• [Qué hacer 1]:
Resume en dos oraciones el texto sobre la burocracia.
• [Qué hacer 2]:
Sigue escribiendo el texto sobre la burocracia a partir de su última oración.

• [Texto]:
La burocracia, ese mal enquistado en las administraciones públicas del que nunca se han podido librar ni empresas ni ciudadanos particulares va a más en la era del covid-19. De hecho, la crisis generada por la pandemia pone en evidencia la escasa fluidez del trabajo en cualquier escalón, especialmente en los niveles autonómicos y estatales.

La aplicación de herramientas como los ERTE como respuesta a las graves repercusiones económicas y laborales de la súbita llegada del virus ha dejado al descubierto las carencias de personal para la tramitación de los expedientes, que han llegado en avalancha a las ventanillas oficiales, colapsando los recursos disponibles y generando retrasos en los pagos que han supuesto dificultades serias a las familias menos favorecidas, más dependientes del ingreso del sueldo.

• [Líneas aportadas]:
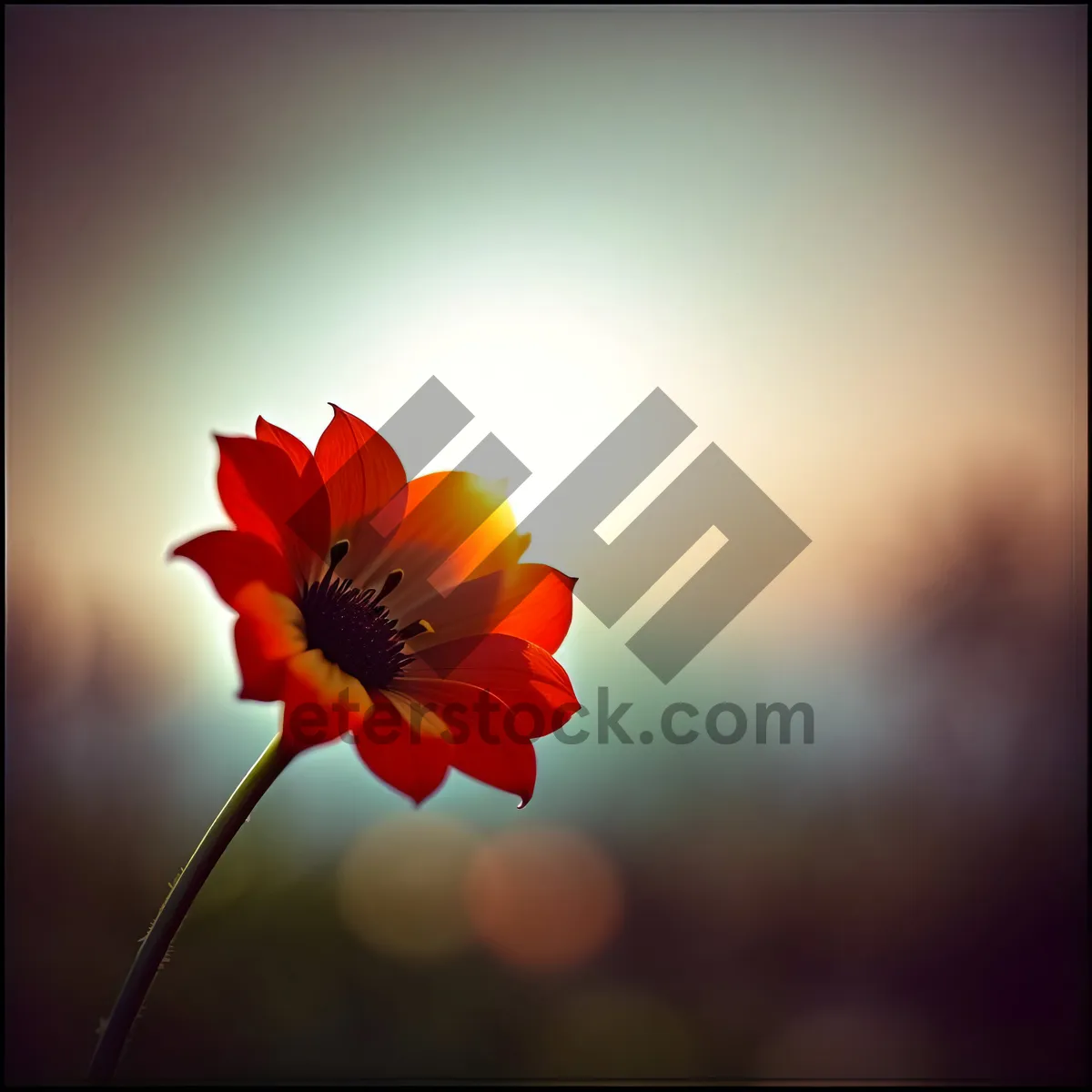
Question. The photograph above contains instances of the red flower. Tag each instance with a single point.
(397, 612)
==
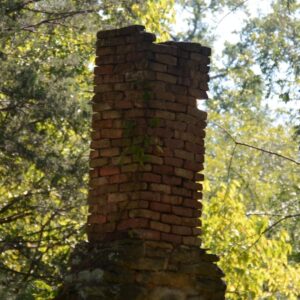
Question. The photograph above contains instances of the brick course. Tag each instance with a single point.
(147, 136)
---
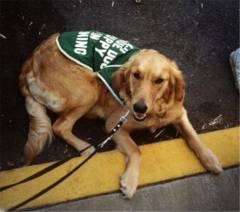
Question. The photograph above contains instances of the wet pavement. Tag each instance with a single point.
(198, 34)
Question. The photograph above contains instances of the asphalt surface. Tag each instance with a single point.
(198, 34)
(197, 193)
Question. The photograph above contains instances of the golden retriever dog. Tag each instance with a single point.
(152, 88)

• [Resultado 1]:
La burocracia en las administraciones públicas va a más con el covid-19, y la pandemia ha mostrado la poca fluidez del trabajo, sobre todo en los niveles autonómico y estatal. La avalancha de expedientes de ERTE dejó ver la falta de personal, colapsó los recursos y retrasó pagos, lo que causó serias dificultades a las familias menos favorecidas.

• [Resultado 2]:
La aprobación del Ingreso Mínimo Vital (IMV) ha supuesto una vuelta de tuerca sobre esta situación, en torno a la que los responsables de la gestión pública tienen la oportunidad de habilitar soluciones, tanto con la mira en la vieja normalidad como en la nueva que está a punto de arrancar ahora.

La dependencia, olvidada o al menos maltratada, las listas de espera quirúrgica y para las consultas de especialistas y el eterno colapso judicial son otros aspectos que completan el abanico de una vida pública, la que toca la vida cotidiana del ciudadano que paga religiosamente sus impuestos, que está lejos de cumplir con su función, con su responsabilidad de un modo eficiente. Aquí también queda mucho por hacer.